Show every line of the rows below that contains the word "along".

Material:
***

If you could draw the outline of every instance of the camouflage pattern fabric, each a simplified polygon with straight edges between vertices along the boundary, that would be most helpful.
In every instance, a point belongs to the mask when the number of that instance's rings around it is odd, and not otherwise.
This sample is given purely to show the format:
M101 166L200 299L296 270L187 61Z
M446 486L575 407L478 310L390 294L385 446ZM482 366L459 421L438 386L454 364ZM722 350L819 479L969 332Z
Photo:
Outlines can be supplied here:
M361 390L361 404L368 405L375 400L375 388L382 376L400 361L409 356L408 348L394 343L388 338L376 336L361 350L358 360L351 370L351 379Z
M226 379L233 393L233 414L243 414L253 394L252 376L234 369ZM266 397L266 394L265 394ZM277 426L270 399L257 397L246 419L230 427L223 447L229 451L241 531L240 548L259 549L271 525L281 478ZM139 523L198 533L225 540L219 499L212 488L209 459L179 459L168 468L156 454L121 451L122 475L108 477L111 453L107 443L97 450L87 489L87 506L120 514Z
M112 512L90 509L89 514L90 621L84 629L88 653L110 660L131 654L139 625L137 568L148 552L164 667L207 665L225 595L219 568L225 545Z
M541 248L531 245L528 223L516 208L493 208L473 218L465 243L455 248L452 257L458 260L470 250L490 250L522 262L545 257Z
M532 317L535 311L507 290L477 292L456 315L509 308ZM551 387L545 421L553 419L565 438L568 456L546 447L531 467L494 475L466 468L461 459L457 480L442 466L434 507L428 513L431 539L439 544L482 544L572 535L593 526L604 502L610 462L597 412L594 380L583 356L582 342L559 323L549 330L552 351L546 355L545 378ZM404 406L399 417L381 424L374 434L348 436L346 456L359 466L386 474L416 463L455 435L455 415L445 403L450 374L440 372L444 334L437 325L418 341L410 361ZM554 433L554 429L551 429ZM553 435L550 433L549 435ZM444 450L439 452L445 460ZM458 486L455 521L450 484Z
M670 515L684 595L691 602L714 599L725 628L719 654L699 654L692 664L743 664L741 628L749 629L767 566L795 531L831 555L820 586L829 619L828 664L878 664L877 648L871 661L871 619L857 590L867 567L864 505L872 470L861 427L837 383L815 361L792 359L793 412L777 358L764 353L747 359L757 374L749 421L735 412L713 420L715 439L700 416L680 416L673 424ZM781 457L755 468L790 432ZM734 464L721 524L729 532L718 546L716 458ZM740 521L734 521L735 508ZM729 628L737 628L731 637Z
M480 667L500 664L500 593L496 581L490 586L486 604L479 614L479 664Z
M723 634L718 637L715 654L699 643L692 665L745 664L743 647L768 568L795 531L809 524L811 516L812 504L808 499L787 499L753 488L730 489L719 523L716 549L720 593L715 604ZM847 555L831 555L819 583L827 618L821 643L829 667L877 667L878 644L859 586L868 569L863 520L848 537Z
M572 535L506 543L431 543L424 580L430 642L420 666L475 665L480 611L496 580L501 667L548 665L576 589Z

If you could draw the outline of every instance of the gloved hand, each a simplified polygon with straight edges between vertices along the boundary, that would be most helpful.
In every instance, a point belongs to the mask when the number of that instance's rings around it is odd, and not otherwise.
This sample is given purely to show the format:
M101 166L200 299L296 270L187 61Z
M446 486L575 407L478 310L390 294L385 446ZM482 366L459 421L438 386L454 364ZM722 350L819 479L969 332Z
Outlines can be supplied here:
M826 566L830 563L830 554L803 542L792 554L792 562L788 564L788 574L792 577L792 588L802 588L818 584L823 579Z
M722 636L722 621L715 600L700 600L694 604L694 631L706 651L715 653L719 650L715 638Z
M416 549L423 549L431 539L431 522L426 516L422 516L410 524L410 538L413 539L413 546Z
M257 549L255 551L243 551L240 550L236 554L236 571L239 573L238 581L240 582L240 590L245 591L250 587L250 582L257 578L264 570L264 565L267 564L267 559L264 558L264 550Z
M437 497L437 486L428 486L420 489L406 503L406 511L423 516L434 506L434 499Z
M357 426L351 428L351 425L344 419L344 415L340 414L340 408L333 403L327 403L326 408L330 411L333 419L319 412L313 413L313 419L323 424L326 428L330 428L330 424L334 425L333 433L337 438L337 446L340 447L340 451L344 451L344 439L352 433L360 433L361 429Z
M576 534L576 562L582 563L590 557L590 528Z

***

Result for this exercise:
If you could draw the outline of every instance of the camouflage pattern fabric, each a simplified polygon with straight edges between vertices along the boundary, that would be most helpful.
If you could draw the outline of every instance of the gloved hand, each a simplified polygon with straight edges between vertices along the boundary, that would be most helpful.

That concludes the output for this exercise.